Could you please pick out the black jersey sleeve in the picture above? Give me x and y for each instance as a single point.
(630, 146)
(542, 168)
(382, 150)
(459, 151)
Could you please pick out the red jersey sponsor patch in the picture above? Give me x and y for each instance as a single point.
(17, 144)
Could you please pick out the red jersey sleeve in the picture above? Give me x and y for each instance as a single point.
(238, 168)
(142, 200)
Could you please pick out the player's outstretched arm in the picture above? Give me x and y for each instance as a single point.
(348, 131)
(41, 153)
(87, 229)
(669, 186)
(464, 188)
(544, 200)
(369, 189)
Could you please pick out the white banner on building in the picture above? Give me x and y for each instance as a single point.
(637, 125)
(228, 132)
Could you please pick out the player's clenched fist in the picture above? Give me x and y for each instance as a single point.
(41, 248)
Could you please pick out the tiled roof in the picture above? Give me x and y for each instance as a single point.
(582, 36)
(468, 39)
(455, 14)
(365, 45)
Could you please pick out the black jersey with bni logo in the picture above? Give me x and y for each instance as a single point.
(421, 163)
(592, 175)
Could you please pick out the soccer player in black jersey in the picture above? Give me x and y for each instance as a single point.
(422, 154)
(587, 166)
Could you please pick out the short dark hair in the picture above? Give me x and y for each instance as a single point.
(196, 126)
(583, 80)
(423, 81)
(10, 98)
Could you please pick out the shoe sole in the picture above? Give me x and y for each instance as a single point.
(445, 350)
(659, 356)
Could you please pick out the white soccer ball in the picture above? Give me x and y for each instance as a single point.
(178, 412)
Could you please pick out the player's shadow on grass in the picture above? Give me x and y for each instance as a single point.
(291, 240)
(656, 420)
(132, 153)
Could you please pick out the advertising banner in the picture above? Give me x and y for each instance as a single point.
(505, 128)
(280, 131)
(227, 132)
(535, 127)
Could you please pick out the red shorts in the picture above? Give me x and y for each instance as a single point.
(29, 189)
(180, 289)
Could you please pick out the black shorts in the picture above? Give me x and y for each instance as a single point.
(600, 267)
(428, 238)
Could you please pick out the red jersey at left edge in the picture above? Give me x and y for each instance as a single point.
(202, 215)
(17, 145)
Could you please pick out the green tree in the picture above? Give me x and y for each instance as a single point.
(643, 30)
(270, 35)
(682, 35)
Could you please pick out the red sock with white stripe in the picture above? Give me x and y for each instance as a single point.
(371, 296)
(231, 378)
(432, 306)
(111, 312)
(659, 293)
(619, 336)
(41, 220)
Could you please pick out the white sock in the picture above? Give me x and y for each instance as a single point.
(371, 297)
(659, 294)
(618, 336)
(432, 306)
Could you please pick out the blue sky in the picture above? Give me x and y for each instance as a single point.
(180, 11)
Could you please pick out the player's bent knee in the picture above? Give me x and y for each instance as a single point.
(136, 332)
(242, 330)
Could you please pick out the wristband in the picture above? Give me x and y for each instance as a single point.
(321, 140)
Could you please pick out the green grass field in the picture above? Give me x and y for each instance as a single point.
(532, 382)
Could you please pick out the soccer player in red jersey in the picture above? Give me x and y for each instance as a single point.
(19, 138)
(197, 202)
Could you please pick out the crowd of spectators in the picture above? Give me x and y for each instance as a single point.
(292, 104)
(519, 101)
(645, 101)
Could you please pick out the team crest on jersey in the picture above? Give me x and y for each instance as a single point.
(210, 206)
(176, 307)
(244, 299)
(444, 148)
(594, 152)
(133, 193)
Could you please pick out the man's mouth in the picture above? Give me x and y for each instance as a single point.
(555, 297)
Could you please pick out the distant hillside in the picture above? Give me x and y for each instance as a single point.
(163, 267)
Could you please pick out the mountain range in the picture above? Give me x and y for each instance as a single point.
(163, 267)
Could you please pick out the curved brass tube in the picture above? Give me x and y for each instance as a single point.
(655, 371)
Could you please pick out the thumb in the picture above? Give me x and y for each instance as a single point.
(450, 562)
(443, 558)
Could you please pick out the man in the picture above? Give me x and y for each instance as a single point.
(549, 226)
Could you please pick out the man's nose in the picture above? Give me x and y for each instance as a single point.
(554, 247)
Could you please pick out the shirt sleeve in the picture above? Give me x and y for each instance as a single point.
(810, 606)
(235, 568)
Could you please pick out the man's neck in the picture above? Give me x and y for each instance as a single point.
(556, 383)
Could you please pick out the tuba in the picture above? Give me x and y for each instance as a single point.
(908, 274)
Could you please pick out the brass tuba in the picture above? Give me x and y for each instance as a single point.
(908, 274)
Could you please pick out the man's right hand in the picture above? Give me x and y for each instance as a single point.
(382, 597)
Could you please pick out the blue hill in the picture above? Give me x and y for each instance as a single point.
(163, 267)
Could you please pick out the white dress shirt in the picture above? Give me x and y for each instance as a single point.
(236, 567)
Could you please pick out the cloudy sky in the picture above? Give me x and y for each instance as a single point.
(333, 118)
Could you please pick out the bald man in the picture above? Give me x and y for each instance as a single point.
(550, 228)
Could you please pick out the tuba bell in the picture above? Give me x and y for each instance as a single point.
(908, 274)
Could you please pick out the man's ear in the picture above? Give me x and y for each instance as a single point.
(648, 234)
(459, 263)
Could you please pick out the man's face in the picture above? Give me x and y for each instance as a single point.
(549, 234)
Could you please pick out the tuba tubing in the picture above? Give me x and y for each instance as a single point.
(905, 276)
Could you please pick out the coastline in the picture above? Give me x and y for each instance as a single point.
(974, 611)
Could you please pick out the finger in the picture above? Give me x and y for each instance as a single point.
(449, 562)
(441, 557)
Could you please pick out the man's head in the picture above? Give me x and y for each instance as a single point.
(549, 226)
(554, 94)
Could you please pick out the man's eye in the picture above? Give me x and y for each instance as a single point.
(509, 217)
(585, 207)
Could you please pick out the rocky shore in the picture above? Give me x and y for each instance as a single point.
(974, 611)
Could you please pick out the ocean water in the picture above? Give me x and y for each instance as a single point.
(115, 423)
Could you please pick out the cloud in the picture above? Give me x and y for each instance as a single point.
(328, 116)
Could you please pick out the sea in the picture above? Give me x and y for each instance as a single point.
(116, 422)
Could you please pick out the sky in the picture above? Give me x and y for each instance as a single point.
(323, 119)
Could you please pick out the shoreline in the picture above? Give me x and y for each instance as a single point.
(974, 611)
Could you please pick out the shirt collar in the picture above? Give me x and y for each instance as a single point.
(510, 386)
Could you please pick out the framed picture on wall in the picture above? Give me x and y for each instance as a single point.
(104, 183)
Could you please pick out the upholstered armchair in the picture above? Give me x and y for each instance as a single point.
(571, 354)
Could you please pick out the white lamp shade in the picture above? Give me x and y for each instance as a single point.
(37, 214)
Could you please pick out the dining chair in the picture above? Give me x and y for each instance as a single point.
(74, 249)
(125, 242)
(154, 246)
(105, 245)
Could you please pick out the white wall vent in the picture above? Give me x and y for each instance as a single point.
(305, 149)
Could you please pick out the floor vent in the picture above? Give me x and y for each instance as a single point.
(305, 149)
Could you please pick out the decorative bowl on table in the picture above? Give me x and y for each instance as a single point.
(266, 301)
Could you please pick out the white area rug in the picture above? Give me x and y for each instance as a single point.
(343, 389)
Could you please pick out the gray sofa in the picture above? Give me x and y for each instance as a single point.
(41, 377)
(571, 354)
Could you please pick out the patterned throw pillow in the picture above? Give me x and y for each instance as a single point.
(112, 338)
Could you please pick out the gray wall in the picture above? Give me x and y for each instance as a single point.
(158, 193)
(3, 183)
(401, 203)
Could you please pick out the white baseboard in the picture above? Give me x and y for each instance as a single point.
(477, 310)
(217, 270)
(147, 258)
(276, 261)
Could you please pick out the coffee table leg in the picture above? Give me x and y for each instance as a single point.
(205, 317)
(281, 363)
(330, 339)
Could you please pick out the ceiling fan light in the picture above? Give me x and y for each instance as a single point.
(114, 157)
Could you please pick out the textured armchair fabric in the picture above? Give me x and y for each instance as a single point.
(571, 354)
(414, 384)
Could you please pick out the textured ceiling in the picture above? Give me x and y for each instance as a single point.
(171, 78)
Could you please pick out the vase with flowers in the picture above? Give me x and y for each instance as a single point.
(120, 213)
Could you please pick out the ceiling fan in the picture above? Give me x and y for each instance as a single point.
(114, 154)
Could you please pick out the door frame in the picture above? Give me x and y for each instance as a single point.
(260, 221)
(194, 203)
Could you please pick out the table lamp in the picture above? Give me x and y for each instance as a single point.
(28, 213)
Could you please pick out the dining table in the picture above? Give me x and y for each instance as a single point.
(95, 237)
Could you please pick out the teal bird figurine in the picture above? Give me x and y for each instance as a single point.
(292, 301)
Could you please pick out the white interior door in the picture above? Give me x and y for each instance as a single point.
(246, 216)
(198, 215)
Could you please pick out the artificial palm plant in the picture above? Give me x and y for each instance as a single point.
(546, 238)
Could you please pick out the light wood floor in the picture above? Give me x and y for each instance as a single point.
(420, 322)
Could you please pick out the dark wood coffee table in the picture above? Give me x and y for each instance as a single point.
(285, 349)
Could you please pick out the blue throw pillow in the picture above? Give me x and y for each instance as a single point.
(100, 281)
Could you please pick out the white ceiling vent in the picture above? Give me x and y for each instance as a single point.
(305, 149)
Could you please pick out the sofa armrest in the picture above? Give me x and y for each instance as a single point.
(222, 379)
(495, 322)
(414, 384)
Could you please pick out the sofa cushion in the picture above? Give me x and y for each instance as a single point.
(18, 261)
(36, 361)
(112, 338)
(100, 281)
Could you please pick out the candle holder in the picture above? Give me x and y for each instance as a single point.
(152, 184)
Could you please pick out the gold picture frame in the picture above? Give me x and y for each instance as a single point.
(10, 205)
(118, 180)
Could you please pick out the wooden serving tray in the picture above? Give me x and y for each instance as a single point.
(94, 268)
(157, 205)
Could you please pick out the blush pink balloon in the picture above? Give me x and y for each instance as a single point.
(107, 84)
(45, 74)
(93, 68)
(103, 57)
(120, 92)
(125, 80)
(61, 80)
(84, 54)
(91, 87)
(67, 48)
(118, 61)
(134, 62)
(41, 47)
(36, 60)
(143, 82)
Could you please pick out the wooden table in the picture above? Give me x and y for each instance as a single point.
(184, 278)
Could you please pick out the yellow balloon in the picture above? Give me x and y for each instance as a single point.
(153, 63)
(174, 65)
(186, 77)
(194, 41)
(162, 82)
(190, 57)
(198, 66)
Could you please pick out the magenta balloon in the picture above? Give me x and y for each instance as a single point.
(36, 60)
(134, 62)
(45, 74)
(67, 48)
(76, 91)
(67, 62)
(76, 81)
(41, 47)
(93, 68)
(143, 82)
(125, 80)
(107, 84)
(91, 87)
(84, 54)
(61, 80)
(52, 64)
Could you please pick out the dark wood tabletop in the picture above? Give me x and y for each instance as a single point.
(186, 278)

━━━━

Up to and including the final line of the data above, please copy every line exactly, starting from the one that contains "Could you please pick out the candle".

* _Task output_:
Could you please pick out the candle holder in the picture above? Give me x and y for each instance as a single point.
(152, 184)
Could you please pick out the gold picture frame in the picture above? Give me x and y for each instance as a single point.
(10, 205)
(118, 180)
Could you please pick out the wooden serving tray in the picture above? Give me x and y for each instance as a single point.
(94, 268)
(157, 205)
Could you please pick out the blush pink balloon in the picture above? Give me x and y for each instance as a single point.
(107, 84)
(45, 74)
(93, 68)
(103, 57)
(120, 92)
(125, 80)
(61, 80)
(84, 54)
(91, 87)
(67, 48)
(118, 61)
(134, 62)
(41, 47)
(36, 60)
(143, 82)
Could you please pick out the wooden table in the picture above? Give me x and y for each instance as a single point.
(184, 278)
Could you please pick out the yellow balloon in the picture above? Give me x and y for each instance as a single point.
(153, 63)
(174, 65)
(186, 77)
(194, 41)
(162, 82)
(190, 57)
(198, 66)
Could you please pick out the magenta balloon in the picture above? Give me x and y for each instance as a single point.
(36, 60)
(134, 62)
(45, 74)
(67, 48)
(76, 91)
(67, 62)
(76, 81)
(41, 47)
(93, 68)
(143, 82)
(125, 80)
(107, 84)
(91, 87)
(84, 54)
(61, 80)
(52, 64)
Could you please pick out the dark wood tabletop in the picture above? Give me x and y for each instance as a single point.
(186, 278)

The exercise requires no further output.